Referring expression data
[Start of section]
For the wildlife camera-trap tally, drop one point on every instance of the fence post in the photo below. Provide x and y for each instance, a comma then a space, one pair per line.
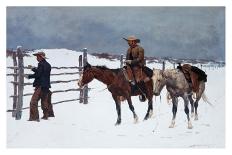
14, 85
19, 105
121, 60
85, 90
80, 69
163, 66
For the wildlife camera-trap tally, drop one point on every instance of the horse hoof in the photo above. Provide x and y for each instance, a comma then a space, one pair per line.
136, 120
117, 123
190, 126
192, 114
145, 118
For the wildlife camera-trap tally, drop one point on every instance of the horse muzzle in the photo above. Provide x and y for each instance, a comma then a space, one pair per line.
156, 93
79, 83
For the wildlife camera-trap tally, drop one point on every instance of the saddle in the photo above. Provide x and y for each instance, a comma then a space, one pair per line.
136, 78
193, 75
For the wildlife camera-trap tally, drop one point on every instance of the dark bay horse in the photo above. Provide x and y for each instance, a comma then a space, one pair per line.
177, 86
118, 86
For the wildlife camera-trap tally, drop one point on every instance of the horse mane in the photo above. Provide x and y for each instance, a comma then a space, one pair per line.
105, 68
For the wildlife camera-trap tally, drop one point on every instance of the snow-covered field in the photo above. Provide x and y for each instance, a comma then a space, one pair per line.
92, 125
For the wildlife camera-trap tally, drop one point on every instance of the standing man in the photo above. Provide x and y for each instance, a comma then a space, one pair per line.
42, 85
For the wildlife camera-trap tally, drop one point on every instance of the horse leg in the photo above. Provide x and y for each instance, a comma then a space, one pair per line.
150, 101
192, 104
132, 109
174, 111
118, 108
186, 110
149, 110
196, 106
198, 97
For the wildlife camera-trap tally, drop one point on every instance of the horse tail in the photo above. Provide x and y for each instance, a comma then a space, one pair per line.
205, 99
168, 97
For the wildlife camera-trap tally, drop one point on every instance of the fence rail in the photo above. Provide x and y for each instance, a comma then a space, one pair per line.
19, 83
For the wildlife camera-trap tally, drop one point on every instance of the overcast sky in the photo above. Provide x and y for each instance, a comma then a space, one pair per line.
179, 32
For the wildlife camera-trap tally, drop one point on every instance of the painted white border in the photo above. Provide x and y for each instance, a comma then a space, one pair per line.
5, 3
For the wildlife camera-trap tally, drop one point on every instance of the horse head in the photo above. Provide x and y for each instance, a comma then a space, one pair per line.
87, 75
158, 79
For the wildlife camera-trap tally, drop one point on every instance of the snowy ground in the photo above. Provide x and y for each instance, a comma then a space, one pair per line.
92, 125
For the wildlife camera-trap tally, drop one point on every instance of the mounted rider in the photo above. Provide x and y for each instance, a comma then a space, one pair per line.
135, 64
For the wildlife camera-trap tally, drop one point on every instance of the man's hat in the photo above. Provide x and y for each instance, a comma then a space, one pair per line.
42, 54
132, 38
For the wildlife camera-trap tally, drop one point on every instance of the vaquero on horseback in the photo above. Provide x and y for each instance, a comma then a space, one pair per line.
132, 80
181, 82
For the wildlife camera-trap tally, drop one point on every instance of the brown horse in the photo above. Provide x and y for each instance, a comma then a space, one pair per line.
118, 86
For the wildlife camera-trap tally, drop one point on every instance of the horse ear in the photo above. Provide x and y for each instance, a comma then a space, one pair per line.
87, 65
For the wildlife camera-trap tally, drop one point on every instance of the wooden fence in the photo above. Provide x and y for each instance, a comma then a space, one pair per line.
18, 82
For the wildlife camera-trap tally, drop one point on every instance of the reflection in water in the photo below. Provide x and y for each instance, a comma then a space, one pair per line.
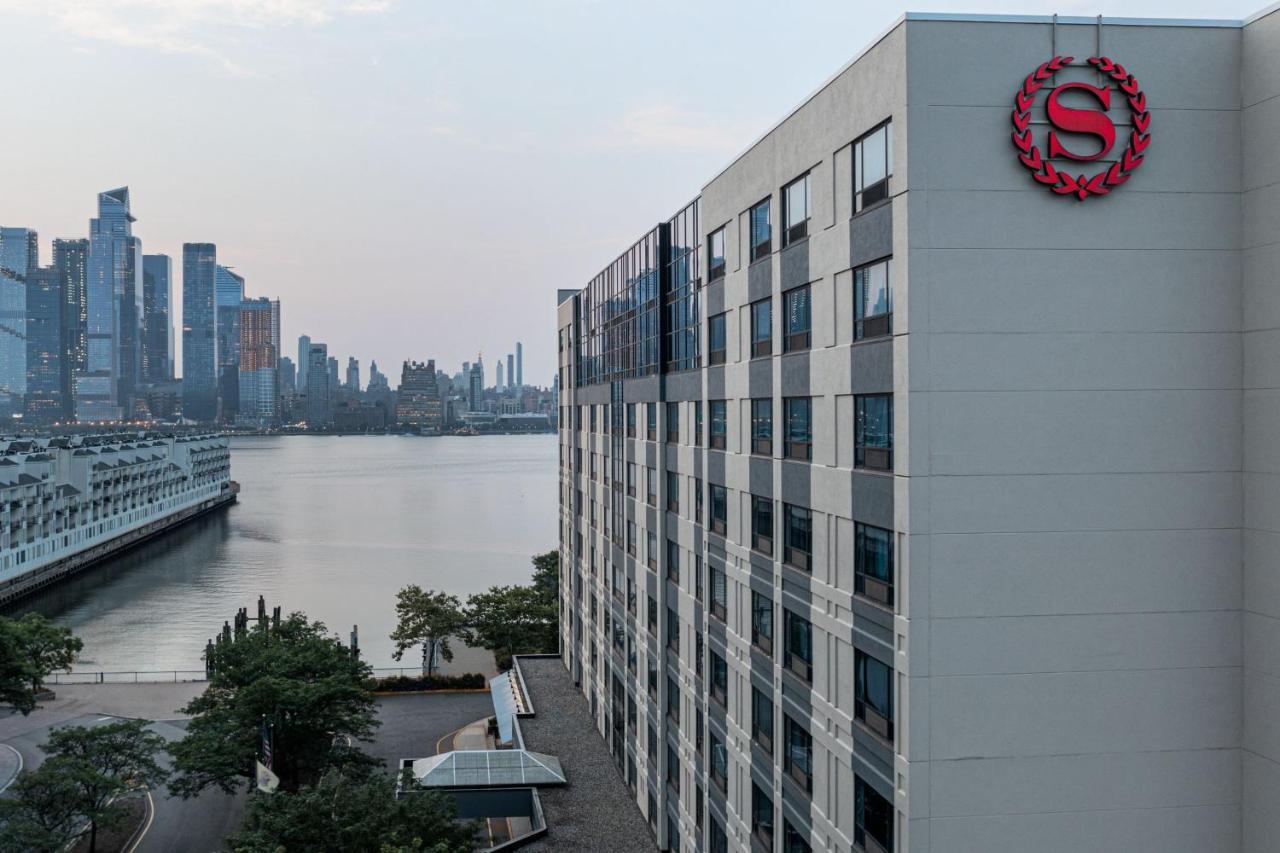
329, 525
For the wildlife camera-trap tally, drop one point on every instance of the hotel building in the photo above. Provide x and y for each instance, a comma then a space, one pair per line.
910, 501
[End of section]
§ **Requirement**: Each line above should be returned exactly as it stands, minus any pictures.

§ **Solution**:
For the wildlife camera-trap tally, drop one point on every instance of the fence post in the photo below. Provide x and y for each instance, a comma then a space, one pair per line.
14, 85
19, 105
121, 60
85, 90
80, 69
163, 66
For the wildlife camera-trap tally, drop one point on every instance of the horse hoof in the photo above. Provide x and y for each instance, a comma then a space, one pair per line.
136, 120
117, 123
190, 126
192, 114
145, 118
For the wildlife camera-trap tally, drop one point on every instance of the horse muzzle in the photo above. Provide x and y for each instance, a comma then a space, one pair per line.
156, 93
79, 83
For the wildlife camera-trap tally, drop one point on every instance of the saddle in the photo above. Provide x and y for each instance, a comma then a space, one pair per line.
136, 78
193, 75
For the wildlife camera-trap tally, drop one point on every instance of the dark bay horse in the photo above. Provide x and y for each instance, a comma then a space, one pair per line.
177, 86
118, 86
For the wildlife camera-trap tally, drop one point on every instance of the horse mane in the photo above. Provide x and y for each instance, a comma then a space, one pair per line.
105, 68
For the wildlife camera-trap tally, drop one point on every instance of the snow-covered field in the photo above. Provide x and y for each instance, a comma then a space, one pair per line.
92, 125
For the wildlife camera-trap tally, drop one point on every instance of the standing man in the photo above. Provide x and y for each instance, a comma then a space, one pair per line.
42, 85
For the wildlife camera-trap tally, drop one point on every instance of the horse leg in the photo above. Provide x and y for each instance, a comma then a space, one pair per line.
150, 101
192, 104
132, 109
174, 111
118, 108
186, 110
149, 110
196, 106
198, 97
For the wildlife camera-trap tally, drop one point on every instance of the horse tail in the photo above. Provide x and y for each instance, a comma then a space, one pair per line.
205, 99
168, 97
For the wildlife camera-trap tally, drop one point on every instance of the fence rail in the photo above. Provide x and y for each instance, a comma then a space, one pair per line.
19, 83
For the wildlife camera-trap tally, drop one point on every instance of the overcast sky in the photo above. Provide x and y for each instance, a comma then a space, one pair per line.
179, 32
For the wildlife camera-trap tally, drop one point on every instance of the painted white border in the photo above. Provide x and y for each instance, a comma then a space, one pair per line.
5, 3
For the wildlife camera-trap tally, drop one point on every instance of the horse head in the photo above. Provide x and y for each instance, a comma then a space, one pair per line.
87, 75
158, 79
For the wildlife camera-trap tally, drop one point on every instance of the snowy ground in the photo above. Provide x and y for each instance, a comma then a space, one pair per line.
92, 125
For the wildlife camera-trap tally, drop one point on every instance of the mounted rider in the photo above. Provide x and y for each instance, a comma then a space, one pair per line.
135, 64
For the wildlife camera-trap tally, drop one point on every instance of the man's hat in the photo above. Provide x and y for each instance, a comma then a space, one pair per line.
42, 54
132, 38
For the wildlife camera-trap tally, drop one point on every instance of the vaquero on horseback in the photo above. Provide x and y for each instance, a comma then a space, one pair per line.
132, 80
181, 82
For the wildlife camera-trap tally, drop one point on every instance of the brown horse in the photo above. Provide x and y for each instance, a comma then a space, one pair per line.
118, 86
For the wildlife camera-trap tally, drop one point on every instance of the horse ear in the photo above. Provide x and y for each instance, a comma then a space, one pair per line.
87, 65
For the wildlife camera-trap tally, drop one point on every instance of the wooden fence in the photo above. Provide x and y for each instance, a comma then a space, one pair per line.
18, 82
For the wildlife camera-trap tally, drop one point on every instance of the reflection in water in the photo below. Provide x and y for each instance, a comma then a space, one pair per line.
329, 525
For the wildlife camera-trap tally, drop one point on every instance of the hotel building in the photo above. Provide x and y for each instance, a comma then a space, one pair per line.
910, 501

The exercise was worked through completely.